• STATED GOAL 1
Which actors does the La macchinazione film article list under "Starring"?
• STATED GOAL 2
How would you render this sentence from the La macchinazione film article in Spanish: "La macchinazione (The Plot) is a 2016 Italian biographical drama film directed by David Grieco, starring Massimo Ranieri and based on the last hours of Pier Paolo Pasolini's life before his murder."?
• STATED GOAL 3
Can you carry the La macchinazione film article forward from its final sentence?

• PASSAGE PROVIDED
┄┄┄┄┄┄

- Directed by: David Grieco
- Screenplay by: Guido Bulla David Grieco
- Produced by: Marina Alessandra Marzotto Alice Buttafava Vincent Brançon Dominique Desforges Lionel Guedj
- Starring: Massimo Ranieri; Libero De Rienzo; Matteo Taranto; François-Xavier Demaison;
- Cinematography: Fabio Zamarion
- Edited by: Francesco Bilotti
- Music by: Roger Waters
- Distributed by: Microcinema
- Release date: 24 March 2016;
- Running time: 115 minutes
- Country: Italy
- Language: Italian

= La macchinazione =

La macchinazione (The Plot) is a 2016 Italian biographical drama film directed by David Grieco, starring Massimo Ranieri and based on the last hours of Pier Paolo Pasolini's life before his murder.

Ranieri, who portrays Pasolini, met the poet when he was young and Pasolini himself was very surprised by the physical similarity between the two of them.

┄┄┄┄┄┄

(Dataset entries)
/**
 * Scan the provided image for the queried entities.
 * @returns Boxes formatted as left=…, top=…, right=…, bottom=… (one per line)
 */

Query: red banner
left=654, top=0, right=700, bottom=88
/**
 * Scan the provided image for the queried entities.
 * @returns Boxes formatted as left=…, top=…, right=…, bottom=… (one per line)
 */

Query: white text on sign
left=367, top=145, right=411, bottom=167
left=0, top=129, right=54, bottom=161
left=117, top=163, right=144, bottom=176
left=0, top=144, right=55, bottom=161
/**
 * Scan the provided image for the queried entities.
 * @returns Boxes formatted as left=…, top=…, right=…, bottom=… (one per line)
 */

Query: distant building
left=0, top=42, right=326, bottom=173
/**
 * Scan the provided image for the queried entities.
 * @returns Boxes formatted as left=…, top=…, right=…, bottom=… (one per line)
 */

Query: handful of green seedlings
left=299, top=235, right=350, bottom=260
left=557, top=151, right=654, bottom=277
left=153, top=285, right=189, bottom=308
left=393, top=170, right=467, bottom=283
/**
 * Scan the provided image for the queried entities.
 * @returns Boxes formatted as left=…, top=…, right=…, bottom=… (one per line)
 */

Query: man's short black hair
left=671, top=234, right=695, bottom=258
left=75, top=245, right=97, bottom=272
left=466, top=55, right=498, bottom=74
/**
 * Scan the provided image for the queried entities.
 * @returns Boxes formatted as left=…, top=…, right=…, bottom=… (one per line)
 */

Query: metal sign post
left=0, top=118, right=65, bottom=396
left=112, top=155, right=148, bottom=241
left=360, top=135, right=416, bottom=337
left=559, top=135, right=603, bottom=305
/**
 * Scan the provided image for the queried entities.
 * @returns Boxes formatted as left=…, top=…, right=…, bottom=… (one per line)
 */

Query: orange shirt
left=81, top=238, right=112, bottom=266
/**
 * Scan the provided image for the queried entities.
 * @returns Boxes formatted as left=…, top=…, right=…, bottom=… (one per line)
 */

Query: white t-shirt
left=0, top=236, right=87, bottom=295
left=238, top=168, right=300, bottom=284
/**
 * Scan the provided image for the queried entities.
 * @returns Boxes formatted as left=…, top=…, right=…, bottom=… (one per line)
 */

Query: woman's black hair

┄┄┄┄┄┄

• EXPECTED ANSWER 1
Massimo Ranieri, Libero De Rienzo, Matteo Taranto, François-Xavier Demaison

• EXPECTED ANSWER 2
La macchinazione (El complot) es una película italiana de drama biográfico de 2016 dirigida por David Grieco, protagonizada por Massimo Ranieri y basada en las últimas horas de la vida de Pier Paolo Pasolini antes de su asesinato.

• EXPECTED ANSWER 3
==Plot==
In the summer of 1975, the writer and film director Pier Paolo Pasolini is completing his latest film Salò, or the 120 Days of Sodom, and has started writing a political essay, Petrolio (Oil). Meanwhile, he begins a dalliance with the young Giuseppe 'Pino' Pelosi, a rent boy with a criminal record. According to the film, the youngster and his accomplices steal some reels of Pasolini's latest film, which they offer to return in exchange for a large ransom. This is a trap, which leads to the director's brutal murder on 2 November 1975.

==Cast==
- Massimo Ranieri as Pier Paolo Pasolini
- Milena Vukotic as Susanna Colussi, Pasolini's mother
- Libero De Rienzo as Antonio Pinna
- Roberto Citran as Giorgio Steimetz
- Alessandro Sardelli as Giuseppe Pelosi
- Paolo Bonacelli as the Bishop

==Awards and nominations==
- Nastro d'Argento Awards (2016)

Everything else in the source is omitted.